(Provided text)

Saturday, July 25, 2015

Get Your Brew On



When learning something new, it only makes sense to learn from someone who's an expert. Having been there and done that in the realm of home brewing, Emma Christensen's new book, Brew Better Beer is the expert advise you need to walk you through getting started making your own beer. (Or, if you've made a few batches and aren't quite sure why it's not tasting how you'd like or imagined, the book will steer you in the right direction!)

Christensen does a super job at laying out the basics for everyone who has wanted to try making beer but found themselves overwhelmed in the beginning. I appreciate that she does a bit of hand-holding (and lets experienced brew masters know when to skip ahead unless they want to review the basics with us newbs). In addition to in-depth narrative, the book includes easy to read and follow charts on all the basics from equipment needed to the rich variety of ingredients needed. She even has a chart to help beginners figure out if they are more likely to enjoy and find success with brewing smaller 1-gallon batches or larger 5-gallon quantities. (I suspect I'm more your 1-gallon sized brewer as I'm the type who doesn't want to have to drink through a whole lot before I get to try something else.)

My eyes were certainly opened to the plethora of possibilities home brewers have when it comes to ingredients that will affect the beer you make. Varieties of hops, types of grains, different yeasts, even the mineral content of the water used will provide different flavors in the final product. Christensen takes each ingredient in hand, explains what its purpose in the brew is, and then lists the options available for each ingredient and what it will do to your beer. I was amazed and thankful for a concise "play-by-play" scorecard that will provide handy reference in the future.

With the opening elementary chapters behind, the rest of the book is divided up according to styles of beer to brew: Pale Ales, India Pale Ales (IPAs), Brown Ales, Porters & Stouts, British Ales, Belgian Ales, Scottish & Irish Red Ales, Wheat Beers, Rye Ales, Session Ales, Gluten-Free Beers, and Lagers. Interspersed between chapters are great tips and talks on things like "How To Pour and Taste Beer" and "Ten Small Habits That Will Make You a Better Brewer". (Especially helpful, the section labeled "Common Problems, Easy Solutions"!)

Each chapter on a style of beer includes several tried and true recipes for brewers. What I love is that each recipe offers readers several beers that are already out there on the shelves to try which are similar in nature to the one in the recipe. Don't know if you're up for a whole batch of "Bitter Brit English-Style Pale Ale"? Well, run out and grab Whale's Tale Pale Ale by Cisco Brewers, Inc. or Schlafly Pale Ale from The Saint Louis Brewery to find out!

Each recipe also includes "Brew Notes" to help ensure optimal success with your batch of brew and "Make It Yours" ideas on ways to switch up the ingredients to tweak your flavor results in a way that might be more to your own liking.

If you've ever thought of making your own home brew, Brew Better Beer is the book you will want to get! Thanks to Blogging For Books for the review copy I received in exchange for this review.

From the Publisher . . .

In this colorful homebrewing guide, The Kitchn’s Emma Christensen gives you the keys to the brewery. Start out by mastering the basic styles, like A Very Good IPA and A Very Good Porter, then move on to inspired variations such as Centennial Dry-Hopped Double IPA, Campari IPA, and Smokey Chipotle Porter to discover which flavors, infusions, hops, and yeasts work best with each ale and lager. Want to brew a signature beer with your own personal stamp? Go wild with the “Make It Yours” suggestions and try tossing anything from cherries to chai spices into your brew.

(End Provided text)
(Information given)

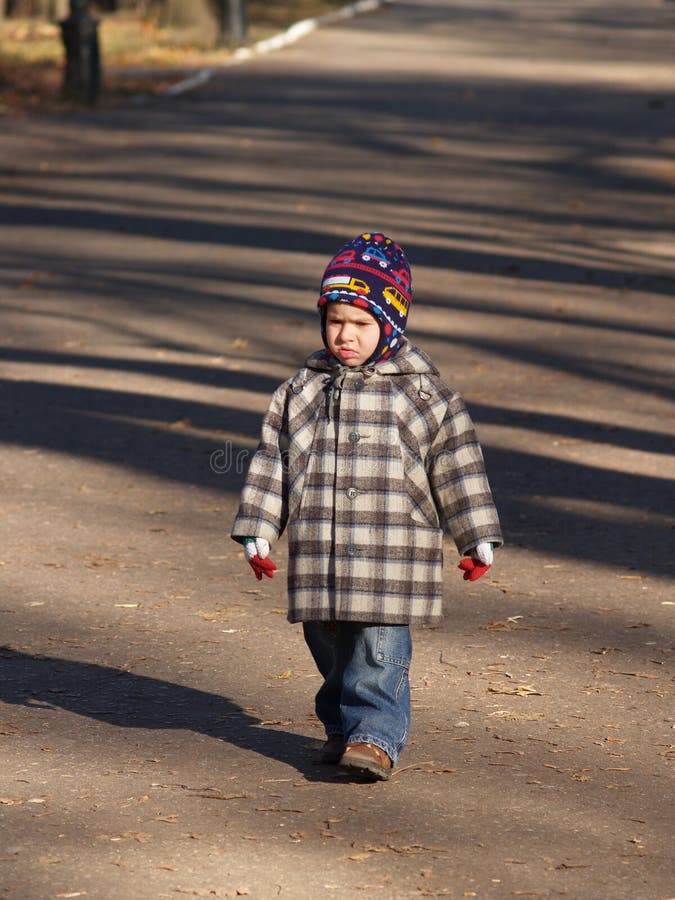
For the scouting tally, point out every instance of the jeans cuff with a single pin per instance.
(388, 748)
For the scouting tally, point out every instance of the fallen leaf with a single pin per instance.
(518, 690)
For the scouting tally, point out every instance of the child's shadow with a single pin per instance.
(127, 700)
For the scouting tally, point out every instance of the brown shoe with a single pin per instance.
(367, 760)
(332, 750)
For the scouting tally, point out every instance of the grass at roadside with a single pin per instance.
(138, 57)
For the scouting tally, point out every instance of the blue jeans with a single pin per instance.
(365, 694)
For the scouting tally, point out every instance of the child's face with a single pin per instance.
(352, 334)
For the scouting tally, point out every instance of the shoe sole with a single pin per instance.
(365, 768)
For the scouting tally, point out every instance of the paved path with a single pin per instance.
(160, 268)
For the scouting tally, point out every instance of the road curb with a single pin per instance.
(292, 34)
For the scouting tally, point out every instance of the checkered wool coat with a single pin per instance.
(367, 468)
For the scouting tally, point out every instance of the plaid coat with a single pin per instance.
(367, 468)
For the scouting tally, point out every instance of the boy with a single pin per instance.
(366, 456)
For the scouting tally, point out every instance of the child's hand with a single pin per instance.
(256, 551)
(478, 563)
(472, 569)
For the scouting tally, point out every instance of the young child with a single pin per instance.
(367, 457)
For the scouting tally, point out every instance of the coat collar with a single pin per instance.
(409, 360)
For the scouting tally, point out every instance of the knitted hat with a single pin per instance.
(372, 273)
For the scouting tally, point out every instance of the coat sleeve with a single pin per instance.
(263, 506)
(459, 483)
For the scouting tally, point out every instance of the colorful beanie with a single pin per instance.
(371, 272)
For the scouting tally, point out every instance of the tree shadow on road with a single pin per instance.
(127, 700)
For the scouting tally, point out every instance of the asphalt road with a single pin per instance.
(160, 266)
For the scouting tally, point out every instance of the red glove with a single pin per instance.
(262, 567)
(473, 569)
(256, 551)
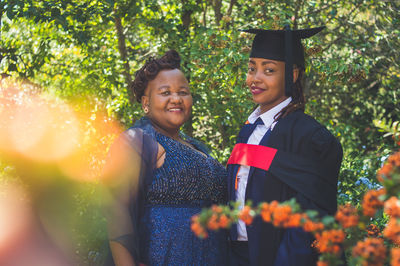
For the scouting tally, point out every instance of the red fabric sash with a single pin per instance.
(252, 155)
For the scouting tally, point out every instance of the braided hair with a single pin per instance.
(298, 100)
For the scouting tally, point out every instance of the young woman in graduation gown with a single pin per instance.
(159, 178)
(281, 153)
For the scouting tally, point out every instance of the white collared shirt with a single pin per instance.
(255, 138)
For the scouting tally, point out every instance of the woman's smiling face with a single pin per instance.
(168, 99)
(266, 80)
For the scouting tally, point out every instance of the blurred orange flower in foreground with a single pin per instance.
(245, 215)
(371, 250)
(329, 241)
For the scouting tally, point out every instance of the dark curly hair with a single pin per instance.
(148, 72)
(298, 100)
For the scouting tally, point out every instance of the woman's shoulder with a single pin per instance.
(303, 124)
(197, 143)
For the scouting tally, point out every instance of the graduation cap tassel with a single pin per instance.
(288, 61)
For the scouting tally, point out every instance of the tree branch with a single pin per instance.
(124, 56)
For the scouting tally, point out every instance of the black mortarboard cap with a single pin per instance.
(282, 45)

(End Information given)

Task prompt :: Reproduce word for word the stretch of the book review from "Get Your Brew" through "the right direction!)".

Output for this task ::
Get Your Brew On



When learning something new, it only makes sense to learn from someone who's an expert. Having been there and done that in the realm of home brewing, Emma Christensen's new book, Brew Better Beer is the expert advise you need to walk you through getting started making your own beer. (Or, if you've made a few batches and aren't quite sure why it's not tasting how you'd like or imagined, the book will steer you in the right direction!)